== Passage
Fiat Chrysler's late CEO, Sergio Marchionne, in June unveiled a five-year plan for the company that included Ram overtaking Silverado for the No. 2 spot. Under the leadership of his successor Michael Manley after Marchionne's death in July, Fiat Chrysler closed the 2017 gap between the two by 57 percent.
“We have seen Ram gaining on Silverado in our shopping data in recent years, even before the most recent redesigns,” said Michelle Krebs, executive analyst for Autotrader. “With the new designs, Ram has been winning awards and critical acclaim above the Silverado.”
But Silverado shouldn’t be underestimated, said Jeremy Acevedo, data strategist at Edmunds.
“The Silverado has been making a slow transition to the 2019 model year,” Acevedo said. “Once full production gets online in the starting months of 2019, we'll get a better idea of the Silverado's market presence.”
What's in store in 2019?
This year, with a full sales year for both trucks, will perhaps be a truer test.
For now, trucks continue to be a lifeline for car companies in North America.
Ram sales helped push Fiat Chrysler's sales up 8.5 percent for the year, making it one of the few gainers among automakers in 2018.
====
● **Exercise instructions**
- A) Copy from the truck sales passage everything from "This year, with" down to "automakers in 2018.", without changing a word.
- B) Answer these questions from the truck sales passage:
(i) Who succeeded Sergio Marchionne?
(ii) Where does Michelle Krebs work as executive analyst?
(iii) By what percentage did Fiat Chrysler's sales rise for the year?
== Data provided
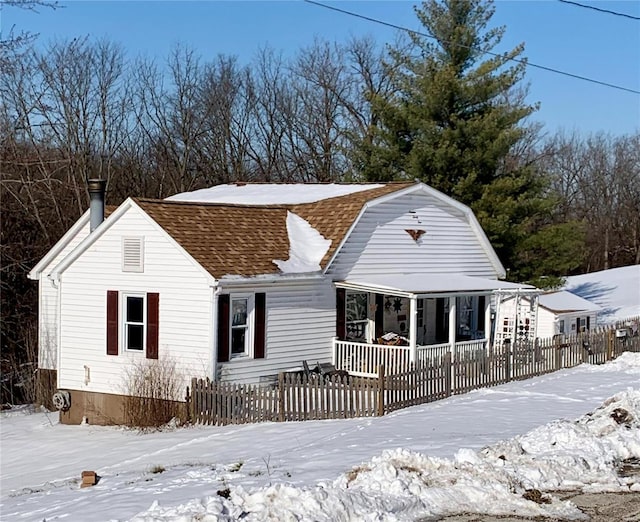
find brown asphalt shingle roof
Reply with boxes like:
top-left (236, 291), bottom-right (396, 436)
top-left (134, 183), bottom-right (413, 279)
====
● **Answers below**
- A)
This year, with a full sales year for both trucks, will perhaps be a truer test.
For now, trucks continue to be a lifeline for car companies in North America.
Ram sales helped push Fiat Chrysler's sales up 8.5 percent for the year, making it one of the few gainers among automakers in 2018.

- B)
(i) Michael Manley
(ii) Autotrader
(iii) 8.5 percent